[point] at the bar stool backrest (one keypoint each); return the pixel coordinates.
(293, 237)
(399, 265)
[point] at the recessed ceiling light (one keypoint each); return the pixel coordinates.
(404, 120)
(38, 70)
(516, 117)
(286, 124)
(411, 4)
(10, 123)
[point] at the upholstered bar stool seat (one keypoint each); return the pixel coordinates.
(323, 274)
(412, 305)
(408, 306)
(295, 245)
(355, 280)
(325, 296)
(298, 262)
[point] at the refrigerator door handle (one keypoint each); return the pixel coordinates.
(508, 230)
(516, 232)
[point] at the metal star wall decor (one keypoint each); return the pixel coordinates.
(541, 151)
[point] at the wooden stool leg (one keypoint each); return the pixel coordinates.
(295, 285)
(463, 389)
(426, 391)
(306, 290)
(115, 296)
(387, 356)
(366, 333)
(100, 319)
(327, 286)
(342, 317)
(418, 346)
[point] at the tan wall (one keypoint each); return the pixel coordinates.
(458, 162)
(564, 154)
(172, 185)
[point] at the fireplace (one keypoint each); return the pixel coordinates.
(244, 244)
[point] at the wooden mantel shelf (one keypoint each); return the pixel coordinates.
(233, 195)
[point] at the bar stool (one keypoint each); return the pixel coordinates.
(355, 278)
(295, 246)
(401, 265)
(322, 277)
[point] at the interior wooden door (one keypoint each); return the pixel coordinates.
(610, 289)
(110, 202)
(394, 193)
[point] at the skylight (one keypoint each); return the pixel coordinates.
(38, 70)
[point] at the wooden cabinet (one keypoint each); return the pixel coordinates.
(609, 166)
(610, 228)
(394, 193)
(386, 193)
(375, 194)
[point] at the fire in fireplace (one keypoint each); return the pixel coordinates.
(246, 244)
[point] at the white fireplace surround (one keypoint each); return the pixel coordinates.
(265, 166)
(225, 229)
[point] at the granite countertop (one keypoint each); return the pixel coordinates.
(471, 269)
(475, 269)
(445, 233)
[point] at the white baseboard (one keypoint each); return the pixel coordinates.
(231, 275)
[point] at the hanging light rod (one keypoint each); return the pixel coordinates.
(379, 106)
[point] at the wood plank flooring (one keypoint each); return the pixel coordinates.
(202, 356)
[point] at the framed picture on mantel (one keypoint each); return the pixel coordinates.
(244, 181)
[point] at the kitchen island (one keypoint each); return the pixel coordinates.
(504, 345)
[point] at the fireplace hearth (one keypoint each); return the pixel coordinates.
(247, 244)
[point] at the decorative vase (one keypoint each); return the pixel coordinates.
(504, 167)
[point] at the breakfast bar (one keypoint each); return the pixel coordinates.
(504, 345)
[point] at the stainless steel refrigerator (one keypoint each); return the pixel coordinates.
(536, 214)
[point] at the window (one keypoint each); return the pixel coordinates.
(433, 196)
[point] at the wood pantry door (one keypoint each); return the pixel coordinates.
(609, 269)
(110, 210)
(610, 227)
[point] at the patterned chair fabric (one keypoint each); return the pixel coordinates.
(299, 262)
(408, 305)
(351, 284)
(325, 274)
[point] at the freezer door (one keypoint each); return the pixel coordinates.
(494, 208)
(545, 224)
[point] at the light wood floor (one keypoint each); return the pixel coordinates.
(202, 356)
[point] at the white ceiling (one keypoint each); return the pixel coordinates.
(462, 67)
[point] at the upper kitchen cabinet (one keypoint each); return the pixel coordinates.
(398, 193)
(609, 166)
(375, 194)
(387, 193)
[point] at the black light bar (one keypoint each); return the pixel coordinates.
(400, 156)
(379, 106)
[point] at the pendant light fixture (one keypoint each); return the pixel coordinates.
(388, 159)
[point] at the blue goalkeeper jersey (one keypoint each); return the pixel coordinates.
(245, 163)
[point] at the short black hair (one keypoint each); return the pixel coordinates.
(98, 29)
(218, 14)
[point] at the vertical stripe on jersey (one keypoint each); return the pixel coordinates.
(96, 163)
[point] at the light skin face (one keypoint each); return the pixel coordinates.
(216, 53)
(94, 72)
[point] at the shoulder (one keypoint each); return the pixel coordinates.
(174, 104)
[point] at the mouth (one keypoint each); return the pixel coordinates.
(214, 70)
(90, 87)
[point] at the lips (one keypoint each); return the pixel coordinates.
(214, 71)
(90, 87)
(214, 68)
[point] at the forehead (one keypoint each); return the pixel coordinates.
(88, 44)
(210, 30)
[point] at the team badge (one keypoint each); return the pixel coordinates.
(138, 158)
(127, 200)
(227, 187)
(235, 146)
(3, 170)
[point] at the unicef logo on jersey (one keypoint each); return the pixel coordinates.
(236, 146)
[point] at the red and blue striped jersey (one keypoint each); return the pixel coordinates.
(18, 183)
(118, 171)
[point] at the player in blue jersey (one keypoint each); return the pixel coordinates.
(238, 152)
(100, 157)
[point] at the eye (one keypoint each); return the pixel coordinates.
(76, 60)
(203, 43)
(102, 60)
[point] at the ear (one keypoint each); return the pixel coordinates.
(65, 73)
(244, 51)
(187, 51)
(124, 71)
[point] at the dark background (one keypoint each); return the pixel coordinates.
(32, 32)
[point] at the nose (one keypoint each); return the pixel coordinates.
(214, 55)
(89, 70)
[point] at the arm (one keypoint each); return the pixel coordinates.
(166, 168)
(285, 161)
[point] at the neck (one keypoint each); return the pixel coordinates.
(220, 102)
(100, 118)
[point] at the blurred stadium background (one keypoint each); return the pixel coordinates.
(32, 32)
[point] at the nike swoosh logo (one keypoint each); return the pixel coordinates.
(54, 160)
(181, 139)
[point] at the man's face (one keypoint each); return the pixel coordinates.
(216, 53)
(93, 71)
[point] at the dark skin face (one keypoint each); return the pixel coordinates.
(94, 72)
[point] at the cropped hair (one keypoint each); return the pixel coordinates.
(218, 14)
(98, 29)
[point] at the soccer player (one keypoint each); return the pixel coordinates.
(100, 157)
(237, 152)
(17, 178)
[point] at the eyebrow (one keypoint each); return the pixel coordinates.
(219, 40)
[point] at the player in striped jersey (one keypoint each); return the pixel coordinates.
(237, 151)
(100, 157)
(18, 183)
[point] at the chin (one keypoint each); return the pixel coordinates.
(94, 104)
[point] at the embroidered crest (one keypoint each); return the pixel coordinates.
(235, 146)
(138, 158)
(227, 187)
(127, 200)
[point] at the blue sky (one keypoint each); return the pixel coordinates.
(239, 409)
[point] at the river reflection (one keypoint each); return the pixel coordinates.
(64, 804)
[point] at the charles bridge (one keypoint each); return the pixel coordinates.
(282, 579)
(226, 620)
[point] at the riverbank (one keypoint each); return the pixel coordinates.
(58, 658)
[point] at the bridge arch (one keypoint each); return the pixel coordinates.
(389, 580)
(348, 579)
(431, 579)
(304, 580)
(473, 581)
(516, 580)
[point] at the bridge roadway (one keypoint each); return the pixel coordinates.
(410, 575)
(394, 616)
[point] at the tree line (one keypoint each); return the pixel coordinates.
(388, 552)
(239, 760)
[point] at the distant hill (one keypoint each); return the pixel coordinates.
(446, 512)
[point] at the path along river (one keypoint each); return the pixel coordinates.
★ ★ ★
• [AIM OF THE TASK] Rewrite every line from the one that contains "[point] at the bridge arch" through the last line of the data, offsetting each pair of answer coordinates by adding 86 to both numbers and leaving all other lines unchanged.

• [CORRECT RESULT]
[point] at the bridge arch (one keypoint each); return the pixel coordinates.
(475, 666)
(434, 665)
(517, 665)
(390, 666)
(559, 667)
(602, 666)
[point] at the bridge roadway (one keypoint each); return the pixel coordinates.
(496, 661)
(480, 702)
[point] at the tree line (one keypoint each); return the pixel coordinates.
(474, 638)
(325, 846)
[point] at the distant hill (one keypoint each); return the pixel coordinates.
(532, 598)
[point] at the path along river (one keypoint each); return the pixel coordinates.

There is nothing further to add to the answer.